* **Text to read**

The flame sensing detector is designed to respond to the optical radiant energy generated by the diffusion flame combustion process--the illumination intensity and the frequency of flame modulation. Two types of flame detectors are commonly in use: the ultraviolet detectors which operate beyond the visible wavelengths below 4,000 A, and the infrared detectors which operate in the wavelengths above 7,000 A. To prevent false signals from the many sources of ultraviolet, visible and infrared optical radiation present in most hazardous areas, the detectors are programmed to respond only to radiation with frequency modulation within the flicker frequency range for flame (5-30 Hz).
Flame detectors generally work well and seldom generate false alarms. However, they are relatively complex and expensive fire detectors which are not amenable to low-cost and mass-oriented usage. Instead they are mostly utilized in specialized high-value and unique protection areas such as aircraft flight simulators, aircraft hangers, nuclear reactor control rooms, etc.
Thermal detectors are designed to operate from thermal energy output--the heat--of a fire. This heat is dissipated throughout the area by laminar and turbulent convection flow. The latter is induced and regulated by the fire plume thermal column effect of rising heated air and gases above the fire surface. There are two basic types of thermal detectors: the fixed temperature type and the rate-of-rise detector type. The fixed temperature type further divides into the spot type and the line type. The spot detector involves a relatively small fixed unit with a heat-responsive element contained within the unit or spot location of the detector. With the line detector the thermal reactive element is located along a line consisting of thermal-sensitive wiring or tubing. Line detectors can cover a greater portion of the hazardous area than can spot detectors.
Fixed temperature thermal fire detectors rate high on reliability, stability and maintainability but low on sensitivity. In modern buildings with high air flow ventilation and air conditioning systems, placing the fixed temperature detector is a difficult engineering problem. Consequently, this type of thermal fire detector is not widely used outside of very specialized applications.
A rate-of-rise type thermal fire detector is usually installed where a relatively fast-burning fire is expected. The detector operates when the fire plume raises the air temperature within a chamber at a rate above a certain threshold of operation--usually 15° F. per minute. However, if a fire develops very slowly and the rate of temperature rise never exceeds the detector's threshold for operation, the detector may not sense the fire.
The newest type of thermal fire detector is called a rate-compensated detector which is sensitive to the rate of temperature rise as well as to a fixed temperature level which is designed into the detector's temperature rating. Even with this dual approach, the most critical problem for effective operation of thermal fire detectors is the proper placement of detectors relative to the hazardous area and the occupancy environment consequently, this type of fire detector is seldom found in everyday households.

* **Work required**
Resume the passage on fire detectors after its final sentence and carry it forward.

* **Records provided**
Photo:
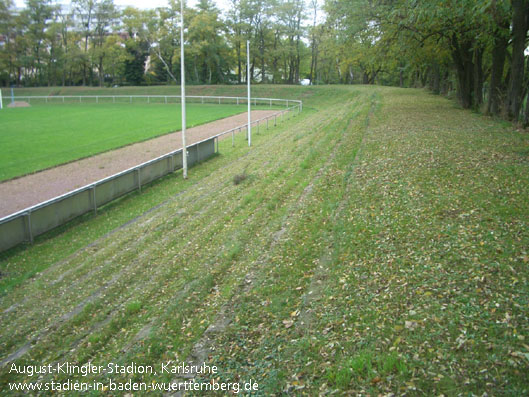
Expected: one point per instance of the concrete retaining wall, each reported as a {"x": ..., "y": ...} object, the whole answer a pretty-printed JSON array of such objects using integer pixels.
[{"x": 25, "y": 225}]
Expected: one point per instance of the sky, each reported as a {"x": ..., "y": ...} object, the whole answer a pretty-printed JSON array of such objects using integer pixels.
[{"x": 145, "y": 4}]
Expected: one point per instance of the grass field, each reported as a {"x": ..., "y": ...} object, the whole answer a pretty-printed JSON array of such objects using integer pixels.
[
  {"x": 377, "y": 244},
  {"x": 43, "y": 136}
]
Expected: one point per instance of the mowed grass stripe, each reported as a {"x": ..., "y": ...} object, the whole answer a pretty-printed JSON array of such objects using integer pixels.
[
  {"x": 200, "y": 227},
  {"x": 386, "y": 256},
  {"x": 44, "y": 136}
]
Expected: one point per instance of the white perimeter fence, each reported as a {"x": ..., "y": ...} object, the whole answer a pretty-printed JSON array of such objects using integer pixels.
[
  {"x": 162, "y": 99},
  {"x": 25, "y": 225}
]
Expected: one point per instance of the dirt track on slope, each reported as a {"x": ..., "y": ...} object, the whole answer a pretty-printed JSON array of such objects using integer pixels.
[{"x": 20, "y": 193}]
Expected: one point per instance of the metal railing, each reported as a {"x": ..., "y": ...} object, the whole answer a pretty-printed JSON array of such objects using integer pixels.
[
  {"x": 166, "y": 99},
  {"x": 25, "y": 225}
]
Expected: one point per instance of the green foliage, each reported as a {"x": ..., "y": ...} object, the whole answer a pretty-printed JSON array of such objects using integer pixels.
[
  {"x": 35, "y": 138},
  {"x": 395, "y": 264}
]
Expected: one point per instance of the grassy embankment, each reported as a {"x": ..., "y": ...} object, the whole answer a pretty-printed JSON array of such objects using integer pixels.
[{"x": 377, "y": 244}]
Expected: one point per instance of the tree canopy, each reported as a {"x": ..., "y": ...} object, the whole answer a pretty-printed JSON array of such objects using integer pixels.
[{"x": 472, "y": 48}]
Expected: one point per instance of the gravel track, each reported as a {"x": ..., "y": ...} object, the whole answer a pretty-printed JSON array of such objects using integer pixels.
[{"x": 17, "y": 194}]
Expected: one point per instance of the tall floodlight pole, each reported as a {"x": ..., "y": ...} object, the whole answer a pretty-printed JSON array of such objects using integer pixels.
[
  {"x": 249, "y": 99},
  {"x": 183, "y": 87}
]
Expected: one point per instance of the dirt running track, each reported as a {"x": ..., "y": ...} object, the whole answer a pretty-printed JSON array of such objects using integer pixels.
[{"x": 20, "y": 193}]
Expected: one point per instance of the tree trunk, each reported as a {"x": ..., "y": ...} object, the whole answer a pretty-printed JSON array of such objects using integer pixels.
[
  {"x": 478, "y": 77},
  {"x": 499, "y": 51},
  {"x": 519, "y": 31},
  {"x": 464, "y": 66},
  {"x": 436, "y": 79}
]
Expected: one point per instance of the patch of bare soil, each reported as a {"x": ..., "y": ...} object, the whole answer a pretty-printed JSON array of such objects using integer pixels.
[{"x": 20, "y": 193}]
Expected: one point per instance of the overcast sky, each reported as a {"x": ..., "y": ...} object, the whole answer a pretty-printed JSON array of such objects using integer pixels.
[{"x": 144, "y": 4}]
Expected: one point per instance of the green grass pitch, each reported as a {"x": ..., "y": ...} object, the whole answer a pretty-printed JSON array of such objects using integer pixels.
[{"x": 44, "y": 136}]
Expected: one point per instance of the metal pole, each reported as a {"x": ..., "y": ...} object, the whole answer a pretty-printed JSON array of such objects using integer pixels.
[
  {"x": 183, "y": 87},
  {"x": 249, "y": 102}
]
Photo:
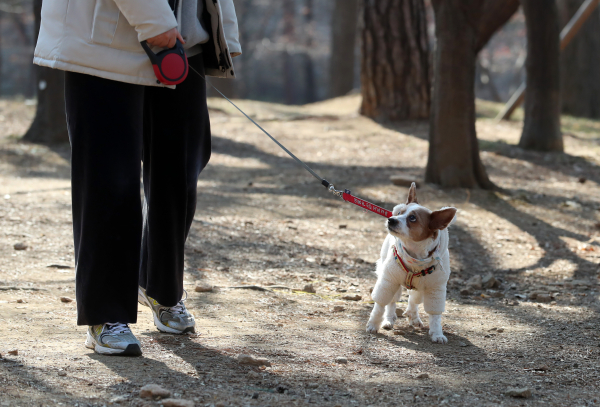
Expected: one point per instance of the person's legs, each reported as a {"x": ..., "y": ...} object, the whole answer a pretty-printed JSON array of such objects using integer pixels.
[
  {"x": 176, "y": 148},
  {"x": 104, "y": 119}
]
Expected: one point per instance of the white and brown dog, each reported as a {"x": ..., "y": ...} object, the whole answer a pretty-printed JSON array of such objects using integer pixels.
[{"x": 414, "y": 255}]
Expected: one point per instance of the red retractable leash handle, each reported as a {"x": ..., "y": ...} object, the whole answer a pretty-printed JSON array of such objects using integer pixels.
[{"x": 170, "y": 65}]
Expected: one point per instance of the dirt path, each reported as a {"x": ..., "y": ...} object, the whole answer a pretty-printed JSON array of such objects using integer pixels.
[{"x": 261, "y": 220}]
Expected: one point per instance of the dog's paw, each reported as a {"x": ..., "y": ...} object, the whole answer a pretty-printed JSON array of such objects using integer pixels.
[
  {"x": 415, "y": 322},
  {"x": 438, "y": 338},
  {"x": 387, "y": 325},
  {"x": 388, "y": 322}
]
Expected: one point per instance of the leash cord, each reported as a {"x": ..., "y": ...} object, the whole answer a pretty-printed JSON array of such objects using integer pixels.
[
  {"x": 346, "y": 195},
  {"x": 299, "y": 161}
]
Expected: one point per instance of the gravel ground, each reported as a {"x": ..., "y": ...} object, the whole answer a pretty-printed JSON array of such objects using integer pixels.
[{"x": 530, "y": 324}]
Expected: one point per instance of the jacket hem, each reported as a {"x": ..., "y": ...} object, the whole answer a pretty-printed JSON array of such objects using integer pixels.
[{"x": 65, "y": 66}]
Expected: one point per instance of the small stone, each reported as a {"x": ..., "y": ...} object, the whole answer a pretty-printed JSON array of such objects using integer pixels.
[
  {"x": 489, "y": 281},
  {"x": 466, "y": 291},
  {"x": 203, "y": 288},
  {"x": 178, "y": 403},
  {"x": 519, "y": 393},
  {"x": 403, "y": 180},
  {"x": 154, "y": 391},
  {"x": 20, "y": 246},
  {"x": 572, "y": 204},
  {"x": 308, "y": 288},
  {"x": 544, "y": 298},
  {"x": 252, "y": 361},
  {"x": 281, "y": 388},
  {"x": 355, "y": 297},
  {"x": 475, "y": 282},
  {"x": 118, "y": 399}
]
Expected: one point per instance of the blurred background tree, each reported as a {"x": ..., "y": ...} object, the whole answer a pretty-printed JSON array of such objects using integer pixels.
[
  {"x": 344, "y": 22},
  {"x": 463, "y": 27},
  {"x": 580, "y": 64},
  {"x": 49, "y": 124},
  {"x": 395, "y": 77},
  {"x": 303, "y": 51},
  {"x": 541, "y": 130}
]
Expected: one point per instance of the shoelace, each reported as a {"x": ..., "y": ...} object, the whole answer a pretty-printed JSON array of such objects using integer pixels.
[{"x": 116, "y": 328}]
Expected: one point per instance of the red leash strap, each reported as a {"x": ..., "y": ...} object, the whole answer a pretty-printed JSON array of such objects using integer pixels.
[{"x": 348, "y": 197}]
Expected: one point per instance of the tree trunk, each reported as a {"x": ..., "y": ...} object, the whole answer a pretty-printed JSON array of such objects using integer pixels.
[
  {"x": 310, "y": 94},
  {"x": 541, "y": 130},
  {"x": 343, "y": 44},
  {"x": 463, "y": 27},
  {"x": 49, "y": 124},
  {"x": 289, "y": 33},
  {"x": 580, "y": 64},
  {"x": 395, "y": 60},
  {"x": 453, "y": 149}
]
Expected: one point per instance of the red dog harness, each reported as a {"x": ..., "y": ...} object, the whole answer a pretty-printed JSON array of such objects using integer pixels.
[{"x": 410, "y": 275}]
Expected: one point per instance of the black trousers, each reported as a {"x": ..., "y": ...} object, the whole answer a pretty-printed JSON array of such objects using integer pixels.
[{"x": 120, "y": 244}]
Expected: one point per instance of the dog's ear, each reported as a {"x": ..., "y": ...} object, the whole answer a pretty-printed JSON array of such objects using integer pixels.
[
  {"x": 412, "y": 194},
  {"x": 439, "y": 220}
]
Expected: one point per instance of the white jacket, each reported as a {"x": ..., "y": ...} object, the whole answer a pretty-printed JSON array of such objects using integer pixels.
[{"x": 102, "y": 37}]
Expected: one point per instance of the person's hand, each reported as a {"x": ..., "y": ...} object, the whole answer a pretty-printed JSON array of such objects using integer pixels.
[{"x": 166, "y": 39}]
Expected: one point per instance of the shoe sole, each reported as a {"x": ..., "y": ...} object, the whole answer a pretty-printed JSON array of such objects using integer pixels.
[
  {"x": 131, "y": 350},
  {"x": 159, "y": 325}
]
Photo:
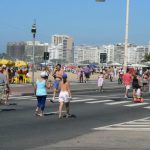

* **Exercise answer**
By far the most popular fire detector in use in everyday life today is the smoke detector. Smoke detectors respond to the visible and invisible products of combustion. Visible products of combustion consist primarily of unconsumed carbon and carbon-rich particles; invisible products of combustion consist of solid particles smaller than approximately five (5) microns, various gases, and ions. All smoke detectors can be classified into two basic types: Photoelectric type which responds to visible products of combustion and ionization type which responds to both visible and invisible products of combustion.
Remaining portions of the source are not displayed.